_Problem to work on_: Output all of the records exactly as written.

## Begin Source data

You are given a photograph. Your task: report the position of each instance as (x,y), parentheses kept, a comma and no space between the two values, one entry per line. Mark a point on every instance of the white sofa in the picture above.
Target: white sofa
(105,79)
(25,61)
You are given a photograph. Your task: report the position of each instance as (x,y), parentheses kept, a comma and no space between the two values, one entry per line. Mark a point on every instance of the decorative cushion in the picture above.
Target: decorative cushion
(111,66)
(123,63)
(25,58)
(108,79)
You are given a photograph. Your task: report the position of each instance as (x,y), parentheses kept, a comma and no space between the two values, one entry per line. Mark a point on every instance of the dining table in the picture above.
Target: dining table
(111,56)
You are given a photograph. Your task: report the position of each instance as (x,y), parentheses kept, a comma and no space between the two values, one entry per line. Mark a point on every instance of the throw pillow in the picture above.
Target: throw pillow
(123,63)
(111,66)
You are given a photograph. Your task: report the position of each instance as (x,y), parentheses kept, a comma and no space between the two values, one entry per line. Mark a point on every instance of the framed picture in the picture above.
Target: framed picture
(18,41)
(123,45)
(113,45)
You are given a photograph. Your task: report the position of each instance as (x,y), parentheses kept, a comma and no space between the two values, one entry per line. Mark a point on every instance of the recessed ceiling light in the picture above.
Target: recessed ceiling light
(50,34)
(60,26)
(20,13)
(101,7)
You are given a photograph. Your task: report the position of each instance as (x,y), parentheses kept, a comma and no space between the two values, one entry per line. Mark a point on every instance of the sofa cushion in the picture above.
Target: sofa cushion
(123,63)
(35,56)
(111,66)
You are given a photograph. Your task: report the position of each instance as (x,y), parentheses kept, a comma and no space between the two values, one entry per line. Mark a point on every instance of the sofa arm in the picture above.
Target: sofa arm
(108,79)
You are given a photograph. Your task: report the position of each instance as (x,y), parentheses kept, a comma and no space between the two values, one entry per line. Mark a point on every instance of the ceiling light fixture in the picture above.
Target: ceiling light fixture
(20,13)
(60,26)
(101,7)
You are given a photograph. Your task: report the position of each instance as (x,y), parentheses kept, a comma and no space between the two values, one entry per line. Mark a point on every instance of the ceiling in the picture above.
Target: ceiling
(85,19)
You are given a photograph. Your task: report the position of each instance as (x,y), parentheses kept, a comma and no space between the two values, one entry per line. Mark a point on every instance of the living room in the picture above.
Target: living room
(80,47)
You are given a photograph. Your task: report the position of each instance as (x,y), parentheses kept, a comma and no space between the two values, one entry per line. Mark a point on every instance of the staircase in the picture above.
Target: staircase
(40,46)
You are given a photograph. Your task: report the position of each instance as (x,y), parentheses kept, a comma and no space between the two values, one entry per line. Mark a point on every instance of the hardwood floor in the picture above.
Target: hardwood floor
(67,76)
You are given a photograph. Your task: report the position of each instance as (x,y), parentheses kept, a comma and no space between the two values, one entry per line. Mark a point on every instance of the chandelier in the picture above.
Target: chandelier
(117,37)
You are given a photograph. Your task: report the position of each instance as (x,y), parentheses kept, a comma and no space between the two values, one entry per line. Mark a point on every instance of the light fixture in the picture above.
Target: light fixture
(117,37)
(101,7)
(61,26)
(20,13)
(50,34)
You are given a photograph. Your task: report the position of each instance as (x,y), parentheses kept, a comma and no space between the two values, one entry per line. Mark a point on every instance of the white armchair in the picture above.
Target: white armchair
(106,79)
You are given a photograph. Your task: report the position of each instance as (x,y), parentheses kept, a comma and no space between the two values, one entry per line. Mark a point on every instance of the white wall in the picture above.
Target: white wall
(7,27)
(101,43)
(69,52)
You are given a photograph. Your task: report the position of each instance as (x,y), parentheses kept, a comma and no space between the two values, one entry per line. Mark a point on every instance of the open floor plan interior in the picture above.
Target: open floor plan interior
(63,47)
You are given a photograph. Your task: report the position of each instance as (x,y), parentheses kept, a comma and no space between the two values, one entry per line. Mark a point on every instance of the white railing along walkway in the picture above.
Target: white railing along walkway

## End Source data

_Answer in full_:
You are given a photograph. Your task: report the position of each instance as (x,y), parentheses kept, a comma and no space between the two values, one entry per line. Mark a point on every instance of the white sofa in the picture above.
Target: white sofa
(105,79)
(25,61)
You are given a photograph. Your task: report the position of each instance as (x,y), parentheses kept, a comma and no space between the two values, one entry per line. Mark a point on every instance of the decorative cushion in the picture above.
Target: decorative cushion
(111,66)
(123,63)
(25,58)
(108,79)
You are given a photograph. Your task: report the position of each instance as (x,y), parentheses kept, a comma and no space between the two values, one entry per line. Mark a point on every instance of the dining table in the picture above.
Target: dining table
(111,56)
You are given a photograph. Your task: report the position of each instance as (x,y), parentheses kept, a comma and no space between the two values, one entry per line. Mark a point on every instance of the throw pillow in the picture above.
Target: throw pillow
(123,63)
(111,66)
You are given a photograph. Your task: report the position of each instance as (x,y), parentheses kept, a comma and no space between the two values, one entry per line. Mark a point on every instance of the framed picture in the picture above.
Target: framed picture
(18,41)
(123,45)
(113,45)
You are given a photograph. Your task: report the position of each instance as (x,y), parentheses kept, a comma and no space between the two values, one entry per line. Mark a point on every instance of the recessed ceiling light in the picture above.
Target: recessed ceiling light
(50,34)
(60,26)
(20,13)
(101,7)
You are given a photograph. Your task: report the position of each instance as (x,y), parentheses kept, a comma and no space between the two values, one entry per line. Mark a point on every instance of the sofa cushion in the picture above.
Target: sofa cushion
(123,63)
(35,56)
(111,66)
You are given a photograph. Your task: report the position of each instance as (x,y), parentheses kept, a comma and no space between the two values, one entry per line. Mark a point on every instance of the sofa arm in the picture above.
Target: sofa arm
(108,79)
You are given a photograph. Your task: report the position of each instance as (x,y), parentheses kept, a comma and no space between the two values, one entry per line. Mark a point on every instance of the ceiling light fixture in the picture above.
Target: ceiling light fixture
(20,13)
(60,26)
(101,7)
You are given a photograph. Your task: report the position of each instance as (x,y), parentheses kept, a comma and no space between the two values, one entry per line. Mark a point on every instance of the ceiling in the picture above.
Target: ceiling
(85,19)
You are given a photograph. Your task: report the position of each instance as (x,y), parentheses kept, a comma and no space between the two values, one entry per line. Mark a point on every instance of the living room in the picture above.
Target: living room
(80,47)
You are given a photograph. Your task: report the position of each instance as (x,y), parentheses kept, a comma and no space between the two values, one entry per line. Mark a point on every instance of the staircase in the picture above.
Target: staircase
(40,46)
You are given a photograph. Your task: report the position of each instance as (x,y), parentheses kept, a comma and no space between the two values, one entry per line. Mark a point on every instance of the hardwood floor in the picture above.
Target: hardwood floor
(67,76)
You are given a photograph. Your task: report the position of each instance as (x,y), parentheses kept, a comma and no space between the two values, one entry per line. Mark a point on every instance of the chandelier in the picture above.
Target: chandelier
(117,37)
You are given a photograph. Your task: report the position of each instance as (x,y), parentheses kept, a comma and no space between the two values, one entry per line. Mark a point on every instance of the light fixture in the picture above.
Target: light fixture
(117,37)
(101,7)
(61,26)
(20,13)
(50,34)
You are given a photograph. Your task: report the position of each instance as (x,y), parentheses kept, a comma and no space between the two values, one entry per line. Mark a point on every instance of the white armchair in the picture above.
Target: white armchair
(106,79)
You are given a photograph. Your task: report the position of each instance as (x,y), parentheses kept, a comma and no space between the two values, one entry per line. Mark a point on every instance of the white wall in the picture above.
Target: white wall
(7,27)
(101,43)
(69,52)
You are given a photograph. Your task: report the position of each instance as (x,y), parentheses kept, a comma and no space between the two values, one entry per line. Mark a point on every instance of the open floor plan interior in the picture above.
Target: open floor plan interior
(63,47)
You are given a photograph. Your task: report the position of each instance as (x,y), parentheses kept, a comma and no space between the two values, one entry per line. Mark a point on every instance of the white railing along walkway in the picture above.
Target: white railing along walkway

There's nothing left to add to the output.